# Portugese prostitute vs Canadian real estate agent



## Jamel Irief (May 19, 2002)

Battle for who has the worst job in the world.

A less compelling battle is going on in staples tonight at the Nets battle the Lakers, who are arguably the healthiest they've been all year. Only missing Kobe, Nash, Randle and Henry.


----------



## King Sancho Fantastic (Jul 19, 2005)

:laugh:


----------



## Jamel Irief (May 19, 2002)

Surprised to see dreads not starting... R Kellys best game of the year so far. 

Also why isn't boozer playing??


----------



## Jamel Irief (May 19, 2002)

Swagger is just pathetic since December or something. This team is unbearable to watch.


----------



## Jamel Irief (May 19, 2002)

Well we resurrected randy Foye season couple games back, now we're doing the same favor for deron Williams. Guards must love playing us.


----------



## 29380 (Feb 23, 2009)

Jamel Irief said:


> This team is unbearable to watch.


Clarkson is fun the watch don't understand why he doesn't play more.


----------



## Jamel Irief (May 19, 2002)

Well the last ten seconds was the most compelling part of the game


----------



## King Sancho Fantastic (Jul 19, 2005)

Clarkson continues to improve. 12 pts 5 asts 4 rebounds and most importantly, 0 turnovers.


----------



## Jamel Irief (May 19, 2002)

King Sancho Fantastic said:


> Clarkson continues to improve. 12 pts 5 asts 4 rebounds and most importantly, 0 turnovers.


The storyline for the remainder of the year is to see whether or not he's going to be a starting caliber guard. Lakers seem committed to developing him as a PG.

No hash tag of college players?


----------



## King Sancho Fantastic (Jul 19, 2005)

Jamel Irief said:


> The storyline for the remainder of the year is to see whether or not he's going to be a starting caliber guard. Lakers seem committed to developing him as a PG.
> 
> No hash tag of college players?


#OkaforJohnsonTownsMudiayRussell


----------



## R-Star (Jun 13, 2002)

Seeing as housing price on average in Canada are higher than in America, you'd think a real estate agent would prefer Canada.


----------



## e-monk (Sep 10, 2010)

http://business.financialpost.com/2...3-1-as-sense-of-panic-sweeps-western-markets/



> TORONTO — Sales of existing homes in Canada slipped further in January as the drop in oil prices hurt homebuyer demand in western Canada, the Canadian Real Estate Association said on Tuesday, with one analyst saying seller panic has set in.


and no where in Canada is more expensive than Manhattan (or even San Francisco, although Montreal may be close to San Fran)


----------



## Jamel Irief (May 19, 2002)

R-Star said:


> Seeing as housing price on average in Canada are higher than in America, you'd think a real estate agent would prefer Canada.


I believe it because we have so many shit bag piece of shit towns in Wisconsin and Arkansas driving averages down. But the reason a Canadian real estate agent job sucks is because they have to convince people to settle down in Canada.

Exercises:
A – Summarize the forum thread in two sentences.
B – Repeat the part of the forum thread starting with "Also why isn't" and going on through "something. This team is unbearable to watch.", switching "December" to "January".

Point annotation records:
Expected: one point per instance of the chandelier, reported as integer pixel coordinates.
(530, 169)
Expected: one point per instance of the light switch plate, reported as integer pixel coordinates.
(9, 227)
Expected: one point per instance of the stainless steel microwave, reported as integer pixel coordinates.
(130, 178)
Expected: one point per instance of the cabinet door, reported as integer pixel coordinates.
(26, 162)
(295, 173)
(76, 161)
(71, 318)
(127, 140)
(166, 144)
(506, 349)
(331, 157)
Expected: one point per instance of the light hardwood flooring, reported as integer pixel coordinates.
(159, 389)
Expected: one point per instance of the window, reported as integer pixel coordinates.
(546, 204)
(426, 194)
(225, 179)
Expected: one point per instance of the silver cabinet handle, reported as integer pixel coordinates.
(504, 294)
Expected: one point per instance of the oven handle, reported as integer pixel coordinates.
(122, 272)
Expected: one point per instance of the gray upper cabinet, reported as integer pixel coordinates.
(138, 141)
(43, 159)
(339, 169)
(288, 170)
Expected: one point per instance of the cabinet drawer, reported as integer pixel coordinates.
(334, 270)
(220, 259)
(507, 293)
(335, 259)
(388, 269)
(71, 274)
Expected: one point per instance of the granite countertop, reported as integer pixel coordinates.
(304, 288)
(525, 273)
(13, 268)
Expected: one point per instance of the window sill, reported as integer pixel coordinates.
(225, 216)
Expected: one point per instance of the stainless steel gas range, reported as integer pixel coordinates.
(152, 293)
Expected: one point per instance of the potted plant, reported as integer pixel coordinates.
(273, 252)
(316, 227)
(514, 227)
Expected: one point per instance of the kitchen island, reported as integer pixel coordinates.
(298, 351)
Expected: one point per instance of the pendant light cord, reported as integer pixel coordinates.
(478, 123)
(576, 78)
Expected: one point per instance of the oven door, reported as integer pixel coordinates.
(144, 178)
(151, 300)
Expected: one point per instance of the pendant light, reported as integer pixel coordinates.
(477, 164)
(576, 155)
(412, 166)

Task-by-task results:
A – The thread opens by staging a contest over which of two jobs is the worst in the world, then turns to a Lakers game against the Nets at Staples in which Kobe, Nash, Randle and Henry were missing. Posters call the team unbearable to watch and praise Clarkson's improving play, and they close by debating Canadian housing prices and why a Canadian real estate agent's job is a bad one.

B –
Also why isn't boozer playing??


----------



## Jamel Irief (May 19, 2002)

Swagger is just pathetic since January or something. This team is unbearable to watch.